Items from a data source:
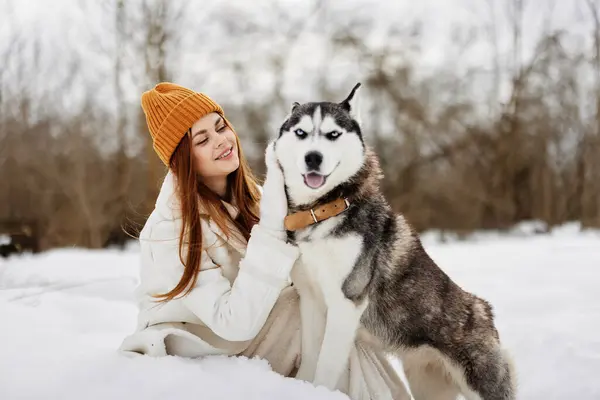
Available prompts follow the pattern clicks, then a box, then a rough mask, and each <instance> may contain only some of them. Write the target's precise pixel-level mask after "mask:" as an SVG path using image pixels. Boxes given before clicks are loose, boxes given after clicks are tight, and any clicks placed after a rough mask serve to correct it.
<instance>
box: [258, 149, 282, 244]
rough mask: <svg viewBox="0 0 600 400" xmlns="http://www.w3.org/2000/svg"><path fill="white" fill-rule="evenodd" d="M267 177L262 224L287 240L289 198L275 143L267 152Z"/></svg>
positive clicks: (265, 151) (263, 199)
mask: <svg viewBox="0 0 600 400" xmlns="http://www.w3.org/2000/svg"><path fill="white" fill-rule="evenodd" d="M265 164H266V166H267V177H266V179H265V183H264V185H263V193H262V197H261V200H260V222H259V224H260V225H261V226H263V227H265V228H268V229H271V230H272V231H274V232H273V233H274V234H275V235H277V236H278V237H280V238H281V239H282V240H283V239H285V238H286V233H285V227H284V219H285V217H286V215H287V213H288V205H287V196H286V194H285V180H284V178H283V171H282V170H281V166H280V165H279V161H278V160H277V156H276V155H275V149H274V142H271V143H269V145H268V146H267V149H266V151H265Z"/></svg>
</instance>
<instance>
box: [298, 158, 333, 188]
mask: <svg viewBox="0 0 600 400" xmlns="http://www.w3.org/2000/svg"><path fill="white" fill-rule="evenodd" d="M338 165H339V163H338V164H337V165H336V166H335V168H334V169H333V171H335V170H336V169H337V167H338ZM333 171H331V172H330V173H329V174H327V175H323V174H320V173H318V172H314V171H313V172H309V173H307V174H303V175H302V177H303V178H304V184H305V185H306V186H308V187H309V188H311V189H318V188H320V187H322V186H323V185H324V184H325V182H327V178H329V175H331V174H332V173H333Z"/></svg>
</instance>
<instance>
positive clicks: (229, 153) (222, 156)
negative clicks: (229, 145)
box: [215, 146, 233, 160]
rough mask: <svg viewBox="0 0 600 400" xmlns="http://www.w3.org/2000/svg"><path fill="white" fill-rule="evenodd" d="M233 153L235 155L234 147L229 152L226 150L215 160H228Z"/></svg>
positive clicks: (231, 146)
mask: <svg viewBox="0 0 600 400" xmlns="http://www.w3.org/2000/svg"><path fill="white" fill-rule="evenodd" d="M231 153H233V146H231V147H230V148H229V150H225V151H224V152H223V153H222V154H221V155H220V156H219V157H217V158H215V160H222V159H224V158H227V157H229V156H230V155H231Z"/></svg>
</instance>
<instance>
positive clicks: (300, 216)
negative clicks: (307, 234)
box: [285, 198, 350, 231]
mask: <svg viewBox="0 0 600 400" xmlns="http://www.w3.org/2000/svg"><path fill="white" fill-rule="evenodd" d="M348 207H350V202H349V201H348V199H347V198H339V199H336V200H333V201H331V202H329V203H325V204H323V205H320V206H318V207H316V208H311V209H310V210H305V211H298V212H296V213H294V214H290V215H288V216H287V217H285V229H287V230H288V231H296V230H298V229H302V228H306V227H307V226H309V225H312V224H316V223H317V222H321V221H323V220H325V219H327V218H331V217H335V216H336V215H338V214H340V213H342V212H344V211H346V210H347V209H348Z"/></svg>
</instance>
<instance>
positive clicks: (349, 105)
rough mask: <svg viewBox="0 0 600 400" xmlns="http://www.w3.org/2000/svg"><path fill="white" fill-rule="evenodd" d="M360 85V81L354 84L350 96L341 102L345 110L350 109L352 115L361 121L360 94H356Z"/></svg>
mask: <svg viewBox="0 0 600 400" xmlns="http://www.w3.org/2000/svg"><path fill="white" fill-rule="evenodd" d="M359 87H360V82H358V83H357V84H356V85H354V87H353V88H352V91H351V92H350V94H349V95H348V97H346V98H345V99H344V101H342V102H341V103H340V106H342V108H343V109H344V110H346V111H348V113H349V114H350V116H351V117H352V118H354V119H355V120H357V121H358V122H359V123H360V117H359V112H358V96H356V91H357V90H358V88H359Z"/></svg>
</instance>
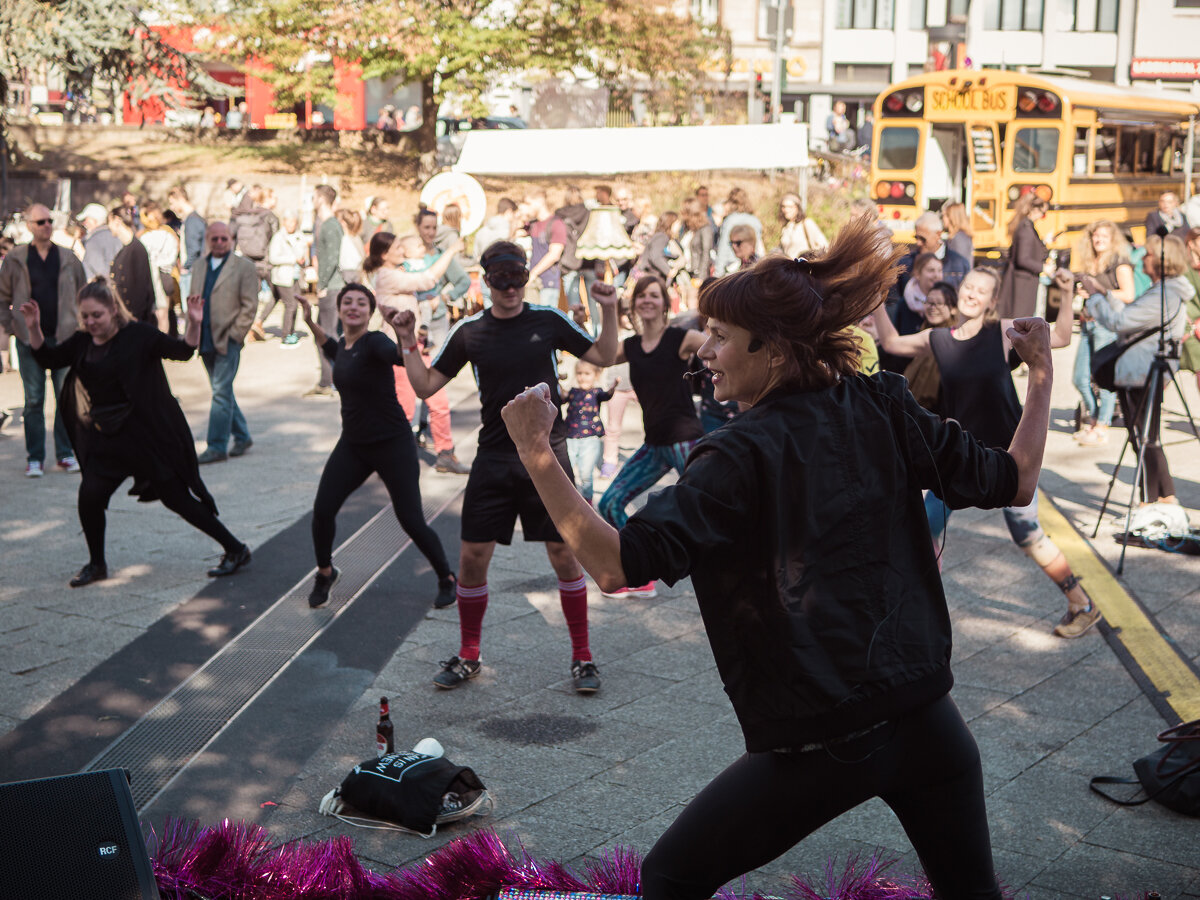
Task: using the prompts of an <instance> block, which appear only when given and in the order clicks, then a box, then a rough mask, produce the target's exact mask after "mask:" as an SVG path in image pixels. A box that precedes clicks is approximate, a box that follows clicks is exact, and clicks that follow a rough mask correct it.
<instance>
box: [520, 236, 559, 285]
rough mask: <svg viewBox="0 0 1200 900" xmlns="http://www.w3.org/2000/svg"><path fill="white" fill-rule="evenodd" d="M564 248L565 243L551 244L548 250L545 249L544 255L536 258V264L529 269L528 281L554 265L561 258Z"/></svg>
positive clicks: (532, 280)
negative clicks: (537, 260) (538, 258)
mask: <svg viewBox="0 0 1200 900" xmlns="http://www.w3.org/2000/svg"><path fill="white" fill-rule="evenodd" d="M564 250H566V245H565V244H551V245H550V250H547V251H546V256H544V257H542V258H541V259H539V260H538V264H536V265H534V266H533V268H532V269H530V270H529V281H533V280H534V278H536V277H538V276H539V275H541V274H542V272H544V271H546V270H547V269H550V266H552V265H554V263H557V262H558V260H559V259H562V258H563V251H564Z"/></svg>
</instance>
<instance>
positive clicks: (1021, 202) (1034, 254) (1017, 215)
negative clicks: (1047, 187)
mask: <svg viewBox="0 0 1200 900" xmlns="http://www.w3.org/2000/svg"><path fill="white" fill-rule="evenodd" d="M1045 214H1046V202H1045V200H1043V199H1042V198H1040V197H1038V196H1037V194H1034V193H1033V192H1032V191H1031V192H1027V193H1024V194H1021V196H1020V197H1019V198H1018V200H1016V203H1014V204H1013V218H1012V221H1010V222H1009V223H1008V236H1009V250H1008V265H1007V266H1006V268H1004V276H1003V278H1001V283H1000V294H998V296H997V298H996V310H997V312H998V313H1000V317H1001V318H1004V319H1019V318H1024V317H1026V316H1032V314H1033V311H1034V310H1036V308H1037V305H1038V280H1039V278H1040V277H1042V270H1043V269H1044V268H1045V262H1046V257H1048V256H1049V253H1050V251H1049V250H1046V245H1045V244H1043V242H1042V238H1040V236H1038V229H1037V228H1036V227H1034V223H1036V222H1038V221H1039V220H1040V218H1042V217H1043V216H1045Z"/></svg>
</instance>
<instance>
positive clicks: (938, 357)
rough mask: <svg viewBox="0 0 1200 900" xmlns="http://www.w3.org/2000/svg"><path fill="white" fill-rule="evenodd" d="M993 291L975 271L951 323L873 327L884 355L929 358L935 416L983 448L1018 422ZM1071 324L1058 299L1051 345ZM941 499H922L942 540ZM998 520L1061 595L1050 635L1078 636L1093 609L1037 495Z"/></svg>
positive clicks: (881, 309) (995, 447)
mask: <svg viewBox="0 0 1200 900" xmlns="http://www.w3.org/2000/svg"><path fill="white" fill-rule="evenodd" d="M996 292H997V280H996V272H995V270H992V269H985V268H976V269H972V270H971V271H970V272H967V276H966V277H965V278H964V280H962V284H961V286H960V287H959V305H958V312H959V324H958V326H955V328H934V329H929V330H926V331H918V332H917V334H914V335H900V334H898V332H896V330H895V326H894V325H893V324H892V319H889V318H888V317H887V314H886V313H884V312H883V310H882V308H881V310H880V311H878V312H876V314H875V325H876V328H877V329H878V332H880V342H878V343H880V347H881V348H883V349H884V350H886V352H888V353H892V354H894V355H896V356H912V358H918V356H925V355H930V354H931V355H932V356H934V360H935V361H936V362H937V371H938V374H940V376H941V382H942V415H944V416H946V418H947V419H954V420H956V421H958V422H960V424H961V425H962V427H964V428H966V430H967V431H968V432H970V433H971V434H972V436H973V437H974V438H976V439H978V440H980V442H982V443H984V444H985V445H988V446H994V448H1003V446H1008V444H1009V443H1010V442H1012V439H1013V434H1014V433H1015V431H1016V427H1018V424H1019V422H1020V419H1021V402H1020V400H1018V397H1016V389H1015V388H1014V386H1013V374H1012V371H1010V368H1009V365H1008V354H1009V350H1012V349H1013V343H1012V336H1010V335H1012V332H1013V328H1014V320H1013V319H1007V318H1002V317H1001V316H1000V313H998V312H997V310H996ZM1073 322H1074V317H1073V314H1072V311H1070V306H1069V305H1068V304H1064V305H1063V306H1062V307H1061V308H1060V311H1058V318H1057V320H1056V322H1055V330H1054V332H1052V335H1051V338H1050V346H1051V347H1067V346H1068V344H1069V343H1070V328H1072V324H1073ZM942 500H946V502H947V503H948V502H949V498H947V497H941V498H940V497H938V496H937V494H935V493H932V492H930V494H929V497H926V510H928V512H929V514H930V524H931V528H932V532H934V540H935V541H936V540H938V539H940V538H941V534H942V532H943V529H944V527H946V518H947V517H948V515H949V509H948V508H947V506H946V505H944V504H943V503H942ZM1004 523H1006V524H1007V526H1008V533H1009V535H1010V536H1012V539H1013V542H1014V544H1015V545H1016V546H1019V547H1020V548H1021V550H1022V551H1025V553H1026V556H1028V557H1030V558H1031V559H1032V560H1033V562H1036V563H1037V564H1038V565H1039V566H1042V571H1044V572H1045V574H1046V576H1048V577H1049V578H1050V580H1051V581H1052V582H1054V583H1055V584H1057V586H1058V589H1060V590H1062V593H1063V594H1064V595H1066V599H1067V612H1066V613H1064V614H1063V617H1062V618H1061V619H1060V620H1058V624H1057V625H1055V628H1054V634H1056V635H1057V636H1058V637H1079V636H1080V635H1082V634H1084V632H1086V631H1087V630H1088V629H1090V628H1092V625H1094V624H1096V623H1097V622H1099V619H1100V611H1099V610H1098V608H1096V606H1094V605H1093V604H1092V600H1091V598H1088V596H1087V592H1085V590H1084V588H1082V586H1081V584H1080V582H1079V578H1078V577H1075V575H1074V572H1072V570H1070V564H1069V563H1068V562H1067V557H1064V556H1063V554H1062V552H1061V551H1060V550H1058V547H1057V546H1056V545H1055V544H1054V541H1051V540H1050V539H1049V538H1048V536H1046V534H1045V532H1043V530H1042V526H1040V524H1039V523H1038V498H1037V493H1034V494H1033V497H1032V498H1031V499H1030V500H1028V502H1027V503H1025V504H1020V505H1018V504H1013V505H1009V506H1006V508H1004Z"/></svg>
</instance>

**Task brief:**
Copy each line of the data that includes the word "only".

**Solved exercise:**
Available prompts follow the pattern clicks, then a box, then a rough mask, and each <instance> may contain only some of them. Write the target's precise pixel-level mask after "mask:" as an SVG path using image pixels. Boxes given before clicks are loose, boxes given after clicks are tight, and any clicks placed after a rough mask serve to correct it.
Task: using the prompts of an <instance> block, which appear only when given and in the order clicks, then a box, then a rough mask, produce the target's exact mask after "mask:" as an SVG path in image pixels. A box that precedes clicks is approximate, a box that follows clicks is exact, and clicks that follow a rough mask correct it.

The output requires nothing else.